───── RECORDED INFORMATION
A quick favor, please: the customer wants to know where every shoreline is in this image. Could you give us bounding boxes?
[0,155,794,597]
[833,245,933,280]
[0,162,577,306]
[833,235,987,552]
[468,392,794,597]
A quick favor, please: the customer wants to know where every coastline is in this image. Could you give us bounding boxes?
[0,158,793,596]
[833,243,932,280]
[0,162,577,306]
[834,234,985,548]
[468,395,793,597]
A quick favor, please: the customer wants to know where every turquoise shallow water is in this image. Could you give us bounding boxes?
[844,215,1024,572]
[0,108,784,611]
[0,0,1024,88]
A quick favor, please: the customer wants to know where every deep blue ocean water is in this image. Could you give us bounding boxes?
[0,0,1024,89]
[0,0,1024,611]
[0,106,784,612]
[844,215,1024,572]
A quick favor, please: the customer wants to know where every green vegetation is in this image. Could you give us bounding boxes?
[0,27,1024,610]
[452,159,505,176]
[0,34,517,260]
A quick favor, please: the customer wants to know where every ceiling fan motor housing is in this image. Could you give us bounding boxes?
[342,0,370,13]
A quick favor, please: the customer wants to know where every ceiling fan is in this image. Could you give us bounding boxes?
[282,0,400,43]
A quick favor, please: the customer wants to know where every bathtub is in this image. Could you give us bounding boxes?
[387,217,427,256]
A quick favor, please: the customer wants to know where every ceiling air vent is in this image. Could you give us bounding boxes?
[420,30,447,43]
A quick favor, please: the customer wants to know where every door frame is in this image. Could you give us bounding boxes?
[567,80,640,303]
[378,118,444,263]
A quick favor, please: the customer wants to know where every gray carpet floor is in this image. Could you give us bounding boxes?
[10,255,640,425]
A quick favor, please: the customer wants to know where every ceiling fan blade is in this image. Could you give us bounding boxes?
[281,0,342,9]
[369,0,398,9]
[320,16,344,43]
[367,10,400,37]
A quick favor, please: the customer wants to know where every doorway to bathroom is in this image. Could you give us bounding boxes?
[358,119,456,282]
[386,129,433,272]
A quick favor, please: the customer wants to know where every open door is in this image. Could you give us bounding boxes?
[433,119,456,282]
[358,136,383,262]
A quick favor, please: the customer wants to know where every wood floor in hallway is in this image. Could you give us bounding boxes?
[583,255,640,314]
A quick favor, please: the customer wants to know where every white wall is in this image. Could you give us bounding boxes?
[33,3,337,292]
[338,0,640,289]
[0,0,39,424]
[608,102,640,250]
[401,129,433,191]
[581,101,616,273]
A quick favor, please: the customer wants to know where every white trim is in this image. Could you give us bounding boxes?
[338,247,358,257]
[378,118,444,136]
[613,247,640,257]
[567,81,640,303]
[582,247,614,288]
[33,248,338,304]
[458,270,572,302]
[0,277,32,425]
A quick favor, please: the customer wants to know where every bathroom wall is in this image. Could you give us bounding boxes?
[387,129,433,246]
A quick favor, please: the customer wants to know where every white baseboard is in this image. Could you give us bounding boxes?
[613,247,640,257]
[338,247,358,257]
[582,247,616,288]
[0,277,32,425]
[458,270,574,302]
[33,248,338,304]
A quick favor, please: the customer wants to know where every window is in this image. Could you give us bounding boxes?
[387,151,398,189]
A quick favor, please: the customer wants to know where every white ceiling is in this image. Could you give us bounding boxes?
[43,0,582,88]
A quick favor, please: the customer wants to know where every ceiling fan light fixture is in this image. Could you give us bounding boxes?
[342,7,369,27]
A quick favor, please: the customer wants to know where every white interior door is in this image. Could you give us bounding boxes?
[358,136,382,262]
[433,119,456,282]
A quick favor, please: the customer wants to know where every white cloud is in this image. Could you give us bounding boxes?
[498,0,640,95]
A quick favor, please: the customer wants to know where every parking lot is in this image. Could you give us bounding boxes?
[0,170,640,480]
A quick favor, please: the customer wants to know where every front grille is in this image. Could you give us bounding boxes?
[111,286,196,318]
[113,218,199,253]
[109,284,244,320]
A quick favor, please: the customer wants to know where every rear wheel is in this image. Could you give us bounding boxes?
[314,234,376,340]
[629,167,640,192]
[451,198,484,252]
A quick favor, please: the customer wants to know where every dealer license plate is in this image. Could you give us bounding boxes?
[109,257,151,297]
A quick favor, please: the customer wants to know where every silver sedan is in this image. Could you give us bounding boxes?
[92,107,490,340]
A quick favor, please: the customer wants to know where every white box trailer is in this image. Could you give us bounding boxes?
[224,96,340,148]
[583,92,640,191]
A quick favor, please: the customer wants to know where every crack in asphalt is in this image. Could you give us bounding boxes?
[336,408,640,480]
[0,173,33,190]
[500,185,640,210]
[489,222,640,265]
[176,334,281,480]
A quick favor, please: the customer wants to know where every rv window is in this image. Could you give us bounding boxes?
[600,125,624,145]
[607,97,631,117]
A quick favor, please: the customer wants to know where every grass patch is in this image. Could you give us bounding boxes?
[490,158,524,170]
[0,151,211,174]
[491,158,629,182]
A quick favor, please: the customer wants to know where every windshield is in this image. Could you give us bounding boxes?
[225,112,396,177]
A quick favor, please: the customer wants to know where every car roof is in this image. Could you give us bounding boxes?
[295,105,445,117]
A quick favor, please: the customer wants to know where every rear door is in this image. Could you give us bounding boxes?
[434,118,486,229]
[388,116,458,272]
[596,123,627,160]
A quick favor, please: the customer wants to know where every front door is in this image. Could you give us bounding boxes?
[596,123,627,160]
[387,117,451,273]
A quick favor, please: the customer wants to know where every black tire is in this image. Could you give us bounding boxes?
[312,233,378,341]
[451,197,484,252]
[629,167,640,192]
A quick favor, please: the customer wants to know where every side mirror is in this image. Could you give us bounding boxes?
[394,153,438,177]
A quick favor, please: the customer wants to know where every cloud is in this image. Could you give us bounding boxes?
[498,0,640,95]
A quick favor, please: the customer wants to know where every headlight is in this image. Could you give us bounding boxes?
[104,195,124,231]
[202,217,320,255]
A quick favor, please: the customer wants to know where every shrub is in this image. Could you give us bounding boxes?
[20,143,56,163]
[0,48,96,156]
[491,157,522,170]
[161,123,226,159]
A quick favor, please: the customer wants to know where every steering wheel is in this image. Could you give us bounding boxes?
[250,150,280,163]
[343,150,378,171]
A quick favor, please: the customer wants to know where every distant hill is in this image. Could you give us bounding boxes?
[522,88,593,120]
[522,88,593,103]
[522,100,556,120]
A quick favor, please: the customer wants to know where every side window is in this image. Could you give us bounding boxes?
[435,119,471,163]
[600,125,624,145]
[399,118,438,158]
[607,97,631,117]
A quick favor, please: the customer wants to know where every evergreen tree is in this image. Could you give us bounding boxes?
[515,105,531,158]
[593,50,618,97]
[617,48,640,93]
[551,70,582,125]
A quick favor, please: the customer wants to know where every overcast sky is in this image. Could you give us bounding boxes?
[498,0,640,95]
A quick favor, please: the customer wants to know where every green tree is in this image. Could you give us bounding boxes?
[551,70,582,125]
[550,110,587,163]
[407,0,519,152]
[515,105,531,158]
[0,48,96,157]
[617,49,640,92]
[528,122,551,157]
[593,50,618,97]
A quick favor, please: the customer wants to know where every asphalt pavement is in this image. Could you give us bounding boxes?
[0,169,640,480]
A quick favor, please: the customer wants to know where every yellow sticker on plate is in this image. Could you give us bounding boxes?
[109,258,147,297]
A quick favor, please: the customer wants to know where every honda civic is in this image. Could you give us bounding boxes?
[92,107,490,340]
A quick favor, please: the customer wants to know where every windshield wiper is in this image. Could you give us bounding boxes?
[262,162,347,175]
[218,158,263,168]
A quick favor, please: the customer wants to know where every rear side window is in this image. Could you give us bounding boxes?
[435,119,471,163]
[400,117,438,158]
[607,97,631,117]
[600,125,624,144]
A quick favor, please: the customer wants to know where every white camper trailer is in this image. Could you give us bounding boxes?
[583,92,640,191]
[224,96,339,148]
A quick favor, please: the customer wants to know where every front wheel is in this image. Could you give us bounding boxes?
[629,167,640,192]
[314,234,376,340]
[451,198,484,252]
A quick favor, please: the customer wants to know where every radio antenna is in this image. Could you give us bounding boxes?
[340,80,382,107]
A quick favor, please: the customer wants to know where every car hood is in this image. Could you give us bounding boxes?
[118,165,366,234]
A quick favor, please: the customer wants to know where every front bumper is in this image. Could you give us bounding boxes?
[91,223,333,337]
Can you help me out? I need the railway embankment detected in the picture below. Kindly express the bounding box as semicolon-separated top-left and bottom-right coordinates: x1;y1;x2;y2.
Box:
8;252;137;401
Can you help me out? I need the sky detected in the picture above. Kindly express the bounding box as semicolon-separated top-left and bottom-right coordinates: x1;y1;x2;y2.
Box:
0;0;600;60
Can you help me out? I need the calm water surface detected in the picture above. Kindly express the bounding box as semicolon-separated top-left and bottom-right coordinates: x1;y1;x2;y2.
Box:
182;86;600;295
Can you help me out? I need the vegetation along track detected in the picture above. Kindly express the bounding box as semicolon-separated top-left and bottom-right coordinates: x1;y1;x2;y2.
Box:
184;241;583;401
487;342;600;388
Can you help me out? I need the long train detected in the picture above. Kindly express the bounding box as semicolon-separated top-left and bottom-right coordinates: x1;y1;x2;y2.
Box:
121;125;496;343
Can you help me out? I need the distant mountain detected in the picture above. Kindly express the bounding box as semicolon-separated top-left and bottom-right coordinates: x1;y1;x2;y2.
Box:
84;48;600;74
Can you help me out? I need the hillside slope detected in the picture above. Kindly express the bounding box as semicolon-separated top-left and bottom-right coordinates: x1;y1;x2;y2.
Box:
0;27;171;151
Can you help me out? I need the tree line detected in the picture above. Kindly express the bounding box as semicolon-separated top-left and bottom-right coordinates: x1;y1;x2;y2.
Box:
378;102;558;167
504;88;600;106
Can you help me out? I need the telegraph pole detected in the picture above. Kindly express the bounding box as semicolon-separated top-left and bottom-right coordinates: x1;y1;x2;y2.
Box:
──────────
● **SHORT TASK**
Recast the lines from the line containing "every side mirror" through the line containing "[202,217,320,255]" as a JSON list of strings, one string per line, leaving out blank lines.

● **ANSWER TO THE PROBLEM**
[
  "A quick favor, please: the customer wants to know where every side mirror is in this image. Could you give us bounding boxes?",
  "[394,153,438,177]",
  "A quick favor, please: the customer wants to know where every cloud is in this image. Could you give us bounding boxes?",
  "[498,0,640,95]",
  "A quick favor, please: the customer wants to know where every headlight is in this image. Could you give us bounding boxes?",
  "[104,195,124,231]",
  "[202,217,320,255]"
]